** Start of DATASET RECORDS **

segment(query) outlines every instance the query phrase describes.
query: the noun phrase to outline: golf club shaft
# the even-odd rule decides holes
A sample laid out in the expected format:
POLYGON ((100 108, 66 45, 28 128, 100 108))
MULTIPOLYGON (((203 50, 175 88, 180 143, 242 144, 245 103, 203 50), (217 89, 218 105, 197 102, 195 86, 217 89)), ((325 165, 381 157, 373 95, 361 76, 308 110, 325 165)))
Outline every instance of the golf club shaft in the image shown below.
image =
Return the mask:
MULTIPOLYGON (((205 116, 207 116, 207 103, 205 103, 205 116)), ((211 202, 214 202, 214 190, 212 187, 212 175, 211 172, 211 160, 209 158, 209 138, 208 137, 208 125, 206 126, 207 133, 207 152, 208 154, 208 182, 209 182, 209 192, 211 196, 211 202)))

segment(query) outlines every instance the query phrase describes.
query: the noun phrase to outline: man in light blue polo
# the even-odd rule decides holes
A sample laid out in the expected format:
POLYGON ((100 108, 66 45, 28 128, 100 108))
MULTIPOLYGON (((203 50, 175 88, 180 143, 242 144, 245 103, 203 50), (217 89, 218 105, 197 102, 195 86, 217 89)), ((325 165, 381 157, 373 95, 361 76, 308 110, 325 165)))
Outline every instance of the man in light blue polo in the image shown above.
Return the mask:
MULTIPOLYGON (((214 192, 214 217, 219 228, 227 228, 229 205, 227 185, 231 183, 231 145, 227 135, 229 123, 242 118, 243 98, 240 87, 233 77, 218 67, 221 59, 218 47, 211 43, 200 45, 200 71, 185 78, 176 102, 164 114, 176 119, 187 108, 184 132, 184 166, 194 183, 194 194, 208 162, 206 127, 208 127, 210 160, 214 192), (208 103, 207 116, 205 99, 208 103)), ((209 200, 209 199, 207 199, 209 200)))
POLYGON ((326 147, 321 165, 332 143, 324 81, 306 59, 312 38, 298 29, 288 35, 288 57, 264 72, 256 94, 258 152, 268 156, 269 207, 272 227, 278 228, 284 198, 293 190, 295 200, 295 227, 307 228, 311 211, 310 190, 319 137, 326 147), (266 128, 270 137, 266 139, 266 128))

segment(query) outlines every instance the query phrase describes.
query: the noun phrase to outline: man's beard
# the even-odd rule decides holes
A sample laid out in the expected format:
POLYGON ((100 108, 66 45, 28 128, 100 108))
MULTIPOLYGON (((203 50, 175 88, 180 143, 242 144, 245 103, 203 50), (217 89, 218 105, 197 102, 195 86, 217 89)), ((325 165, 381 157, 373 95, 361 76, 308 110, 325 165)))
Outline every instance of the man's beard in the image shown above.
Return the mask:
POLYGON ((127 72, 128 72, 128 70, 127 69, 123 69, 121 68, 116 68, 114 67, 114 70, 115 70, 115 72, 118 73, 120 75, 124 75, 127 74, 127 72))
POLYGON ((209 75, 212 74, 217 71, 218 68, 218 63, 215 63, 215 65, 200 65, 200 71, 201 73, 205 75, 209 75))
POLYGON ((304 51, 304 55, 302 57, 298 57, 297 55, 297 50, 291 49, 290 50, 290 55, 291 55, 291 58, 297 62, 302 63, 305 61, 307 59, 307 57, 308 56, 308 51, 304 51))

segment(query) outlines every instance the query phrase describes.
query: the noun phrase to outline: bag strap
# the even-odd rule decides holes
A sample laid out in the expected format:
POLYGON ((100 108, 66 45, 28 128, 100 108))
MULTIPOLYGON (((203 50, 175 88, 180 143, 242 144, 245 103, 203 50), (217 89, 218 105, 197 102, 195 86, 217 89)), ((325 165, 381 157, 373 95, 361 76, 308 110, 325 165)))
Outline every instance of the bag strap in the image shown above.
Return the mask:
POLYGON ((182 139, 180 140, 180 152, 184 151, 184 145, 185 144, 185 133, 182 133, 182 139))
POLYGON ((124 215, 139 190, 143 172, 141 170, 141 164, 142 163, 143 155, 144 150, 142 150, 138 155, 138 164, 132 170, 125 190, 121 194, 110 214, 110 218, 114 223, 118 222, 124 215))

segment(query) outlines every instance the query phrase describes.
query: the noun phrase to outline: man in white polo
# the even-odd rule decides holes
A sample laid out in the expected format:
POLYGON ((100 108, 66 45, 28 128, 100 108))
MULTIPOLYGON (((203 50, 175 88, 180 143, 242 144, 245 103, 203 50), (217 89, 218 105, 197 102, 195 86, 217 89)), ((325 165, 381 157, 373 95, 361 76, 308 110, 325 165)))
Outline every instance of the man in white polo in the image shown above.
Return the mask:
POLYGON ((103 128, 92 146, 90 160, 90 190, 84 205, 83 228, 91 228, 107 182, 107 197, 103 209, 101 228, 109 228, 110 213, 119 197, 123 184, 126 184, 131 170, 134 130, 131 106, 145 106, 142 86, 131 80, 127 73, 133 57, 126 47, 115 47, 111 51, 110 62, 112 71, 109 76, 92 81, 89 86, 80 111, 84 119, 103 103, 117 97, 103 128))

** End of DATASET RECORDS **

WHAT TO WORK ON:
Express every line of the listing above, starting at its first line and ending at the line that contains "MULTIPOLYGON (((205 116, 207", as a JSON list of strings with one string per line, blank lines omitted.

COMPLETED EXERCISE:
[
  "segment(query) outlines every instance the query phrase describes.",
  "query: the noun phrase to outline: golf club shaft",
  "# the even-odd rule decides holes",
  "A sample laid out in the expected format:",
  "POLYGON ((100 108, 66 45, 28 128, 100 108))",
  "MULTIPOLYGON (((203 50, 175 88, 180 143, 242 144, 245 103, 203 50), (217 89, 218 105, 197 102, 195 86, 217 89)), ((325 165, 381 157, 373 95, 361 76, 308 110, 325 165)))",
  "Outline every instance of the golf club shaft in the image shown below.",
  "image =",
  "Return the mask:",
  "MULTIPOLYGON (((205 116, 207 116, 207 103, 205 103, 205 116)), ((211 202, 214 202, 214 190, 212 187, 212 175, 211 172, 211 160, 209 158, 209 138, 208 137, 208 125, 206 126, 207 133, 207 152, 208 154, 208 182, 209 182, 209 192, 211 196, 211 202)))"
]